▸ Task brief
Copy out all of the data exactly as it appears.

▸ Data excerpts

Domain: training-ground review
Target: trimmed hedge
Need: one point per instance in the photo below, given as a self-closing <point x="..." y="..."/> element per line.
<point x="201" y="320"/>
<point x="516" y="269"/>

▸ Solution
Domain: training-ground review
Target: trimmed hedge
Need: one point per instance in the photo below, given as a self-closing <point x="..." y="..."/> element per line.
<point x="201" y="320"/>
<point x="516" y="269"/>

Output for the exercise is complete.